----- Extrait choisi

Effets de lumière bleue : Yann Kersalé, plasticien lumière
Le bleu est la couleur du lointain, des grands horizons et de l’infini. Le bleu est calme et détend, il nous transporte dans un état de rêverie. Depuis que la lumière de couleur se répand aussi dans l’éclairage architectural, nous rencontrons de plus en plus souvent la lumière bleue. Mais pourquoi est-ce justement la lumière bleue que l’on utilise de plus en plus et pourquoi est-ce que nous, spectateurs, nous nous sentons si fortement attirés par cette couleur ? Le plasticien lumière Yann Kersalé y répond dans une interview.
Yann Kersalé, plasticien
AIK – Yann Kersalé, Vincennes, France
Comment s’inscrit le bleu dans votre travail sur le matériau lumière ?
Yann Kersalé : je n’ai pas un rapport avec le bleu qui supporte tout mon processus créatif comme Yves Klein. En fait, c’est pour une raison de contraste plutôt que de couleur que j’ai toujours utilisé la lumière bleue. J’ai commencé par la photo ; j’en ai toujours fait. Lorsque l’on prend un sujet en couleur avec du noir et blanc, si l’on veut avoir une lumière grise, il faut du bleu.

----------
----- Données affichées

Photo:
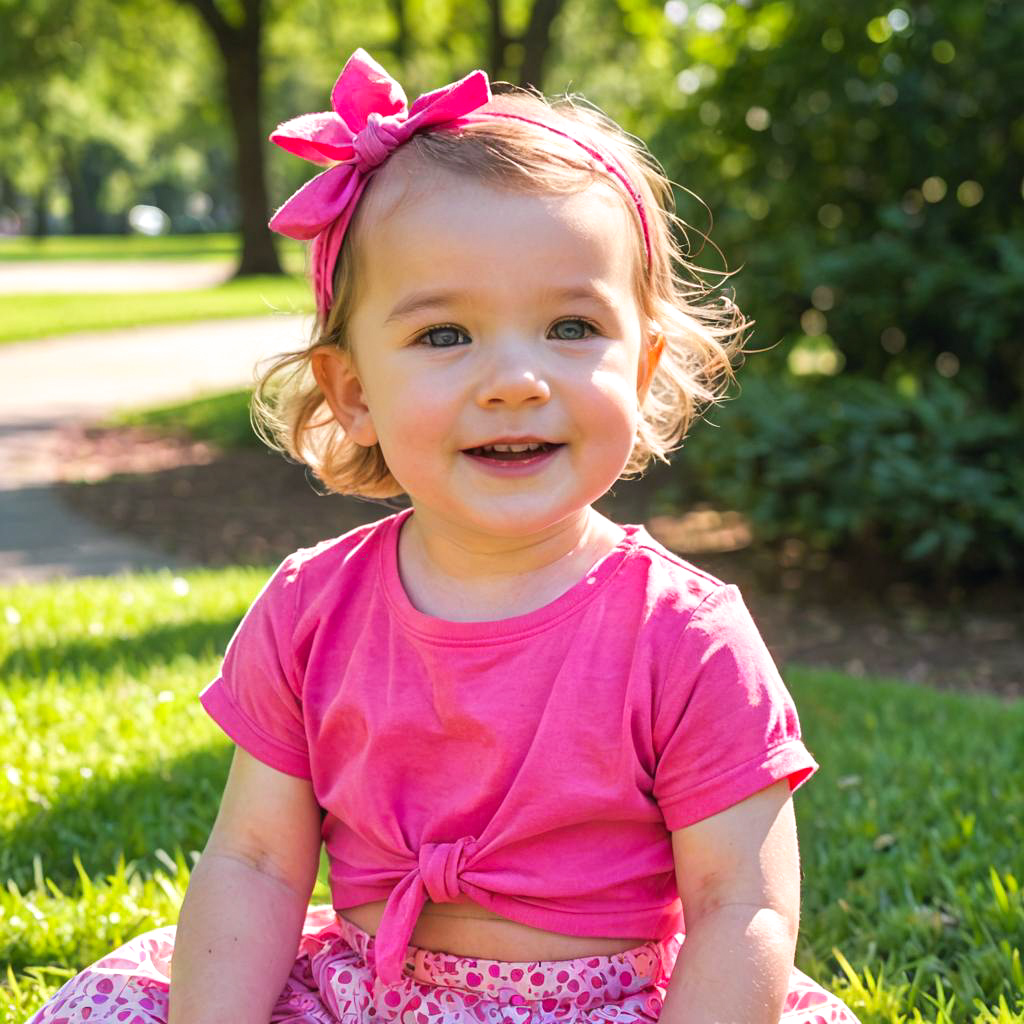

----------

Objectif visé: Recopiez sans rien changer le passage de l’extrait qui va de « Effets de lumière » jusqu’à « dans une interview. », ces derniers mots compris. Appuyez-vous uniquement sur l’extrait.

Résultat obtenu:
Effets de lumière bleue : Yann Kersalé, plasticien lumière
Le bleu est la couleur du lointain, des grands horizons et de l’infini. Le bleu est calme et détend, il nous transporte dans un état de rêverie. Depuis que la lumière de couleur se répand aussi dans l’éclairage architectural, nous rencontrons de plus en plus souvent la lumière bleue. Mais pourquoi est-ce justement la lumière bleue que l’on utilise de plus en plus et pourquoi est-ce que nous, spectateurs, nous nous sentons si fortement attirés par cette couleur ? Le plasticien lumière Yann Kersalé y répond dans une interview.